**Required work**:
In the listing below, how many lines include "brick"? Give the number and no other text.

**Data shown**:
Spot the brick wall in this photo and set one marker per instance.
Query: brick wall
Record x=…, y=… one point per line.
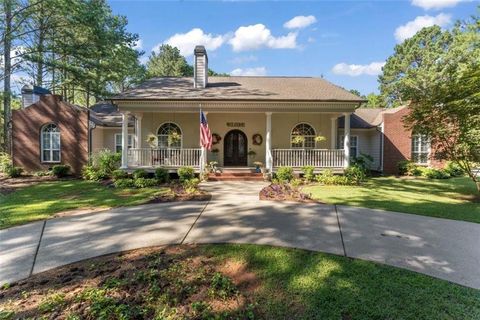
x=398, y=142
x=27, y=124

**Solution for this task**:
2